■ WHAT IS ASKED ■
Lay out the lines between the one holding "Return the mask of every instance of the <item>man's" and the one holding "113), (197, 105)]]", inclusive, as a two-column CSV with the columns input and output. Each row pairs the text before an answer with that answer, with each value in one quoted field and line breaks turned into spaces.

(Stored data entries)
%%
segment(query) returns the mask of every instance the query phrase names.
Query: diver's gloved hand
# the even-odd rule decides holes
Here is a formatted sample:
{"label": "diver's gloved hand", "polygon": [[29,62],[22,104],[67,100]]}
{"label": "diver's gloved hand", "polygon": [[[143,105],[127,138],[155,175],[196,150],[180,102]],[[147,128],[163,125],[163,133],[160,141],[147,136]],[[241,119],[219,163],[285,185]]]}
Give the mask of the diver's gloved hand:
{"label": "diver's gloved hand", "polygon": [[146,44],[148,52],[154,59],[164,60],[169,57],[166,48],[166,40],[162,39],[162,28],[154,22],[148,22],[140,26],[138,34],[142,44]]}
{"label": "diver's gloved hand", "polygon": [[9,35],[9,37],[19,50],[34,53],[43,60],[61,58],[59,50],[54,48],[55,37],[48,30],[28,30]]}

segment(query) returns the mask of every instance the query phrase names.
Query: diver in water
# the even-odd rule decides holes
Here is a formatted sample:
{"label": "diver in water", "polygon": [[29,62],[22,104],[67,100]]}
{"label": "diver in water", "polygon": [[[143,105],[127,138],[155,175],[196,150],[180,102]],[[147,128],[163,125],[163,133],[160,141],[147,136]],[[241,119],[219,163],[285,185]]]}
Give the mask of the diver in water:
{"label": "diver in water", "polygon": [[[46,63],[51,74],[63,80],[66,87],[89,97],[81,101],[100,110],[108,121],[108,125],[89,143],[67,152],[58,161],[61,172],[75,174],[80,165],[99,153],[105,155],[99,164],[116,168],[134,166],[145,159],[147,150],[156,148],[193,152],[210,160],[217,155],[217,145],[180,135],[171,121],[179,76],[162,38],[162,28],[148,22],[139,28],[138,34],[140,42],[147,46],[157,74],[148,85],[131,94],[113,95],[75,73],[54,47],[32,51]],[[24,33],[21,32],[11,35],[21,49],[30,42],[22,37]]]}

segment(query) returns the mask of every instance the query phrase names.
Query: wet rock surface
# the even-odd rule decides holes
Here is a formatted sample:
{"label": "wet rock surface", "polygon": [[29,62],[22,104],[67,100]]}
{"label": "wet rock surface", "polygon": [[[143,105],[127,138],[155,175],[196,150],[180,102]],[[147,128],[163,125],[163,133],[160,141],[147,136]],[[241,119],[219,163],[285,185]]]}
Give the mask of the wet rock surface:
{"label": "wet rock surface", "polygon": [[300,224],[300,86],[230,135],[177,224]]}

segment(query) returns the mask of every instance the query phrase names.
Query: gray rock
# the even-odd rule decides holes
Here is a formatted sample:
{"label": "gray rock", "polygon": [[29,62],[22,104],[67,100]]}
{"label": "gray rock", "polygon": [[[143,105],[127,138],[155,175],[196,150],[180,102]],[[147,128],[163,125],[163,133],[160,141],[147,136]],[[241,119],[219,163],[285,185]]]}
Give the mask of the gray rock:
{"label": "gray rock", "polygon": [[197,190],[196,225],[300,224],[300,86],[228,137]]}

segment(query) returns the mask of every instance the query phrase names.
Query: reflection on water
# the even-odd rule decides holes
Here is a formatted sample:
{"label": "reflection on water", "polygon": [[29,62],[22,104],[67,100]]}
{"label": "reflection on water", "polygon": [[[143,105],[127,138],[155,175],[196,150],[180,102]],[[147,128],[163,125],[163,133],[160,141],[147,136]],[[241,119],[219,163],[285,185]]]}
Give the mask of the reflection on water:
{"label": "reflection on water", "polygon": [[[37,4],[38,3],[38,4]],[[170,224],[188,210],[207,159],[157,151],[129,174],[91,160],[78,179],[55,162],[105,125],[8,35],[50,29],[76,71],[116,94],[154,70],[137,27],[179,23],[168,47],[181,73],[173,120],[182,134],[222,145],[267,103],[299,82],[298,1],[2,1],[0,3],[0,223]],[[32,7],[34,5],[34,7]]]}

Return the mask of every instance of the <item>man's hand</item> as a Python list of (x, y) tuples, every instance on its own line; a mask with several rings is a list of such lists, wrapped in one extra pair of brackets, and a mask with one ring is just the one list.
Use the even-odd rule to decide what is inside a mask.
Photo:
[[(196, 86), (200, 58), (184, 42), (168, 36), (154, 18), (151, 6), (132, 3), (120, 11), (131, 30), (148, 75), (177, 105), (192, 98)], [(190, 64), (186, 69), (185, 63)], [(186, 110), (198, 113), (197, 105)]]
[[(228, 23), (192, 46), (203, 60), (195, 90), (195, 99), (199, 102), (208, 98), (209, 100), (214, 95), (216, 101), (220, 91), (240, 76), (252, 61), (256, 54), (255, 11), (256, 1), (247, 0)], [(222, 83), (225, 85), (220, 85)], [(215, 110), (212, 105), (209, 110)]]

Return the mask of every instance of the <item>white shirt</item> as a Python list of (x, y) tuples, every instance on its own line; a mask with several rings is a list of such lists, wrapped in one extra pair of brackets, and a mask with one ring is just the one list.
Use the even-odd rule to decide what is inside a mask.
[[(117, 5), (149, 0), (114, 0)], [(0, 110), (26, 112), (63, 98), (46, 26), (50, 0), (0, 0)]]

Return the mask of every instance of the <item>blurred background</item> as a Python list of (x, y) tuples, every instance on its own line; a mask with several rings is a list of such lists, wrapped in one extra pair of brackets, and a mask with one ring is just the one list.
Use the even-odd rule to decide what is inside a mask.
%%
■ TASK RESULT ■
input,output
"Return the mask of every instance of the <item>man's hand</item> as a Python list of (x, y) tuples, every instance on its own line; a mask with several rings is a list of such lists, wrapped in one extra pair of brackets, and a mask with one ring is just the one list. Use the even-odd rule to decide what is inside a mask. Photo:","[[(196, 86), (200, 58), (184, 42), (168, 36), (154, 18), (151, 6), (132, 3), (120, 11), (131, 30), (148, 75), (177, 105), (192, 98)], [(190, 64), (186, 69), (185, 63)], [(186, 110), (198, 113), (197, 105)]]"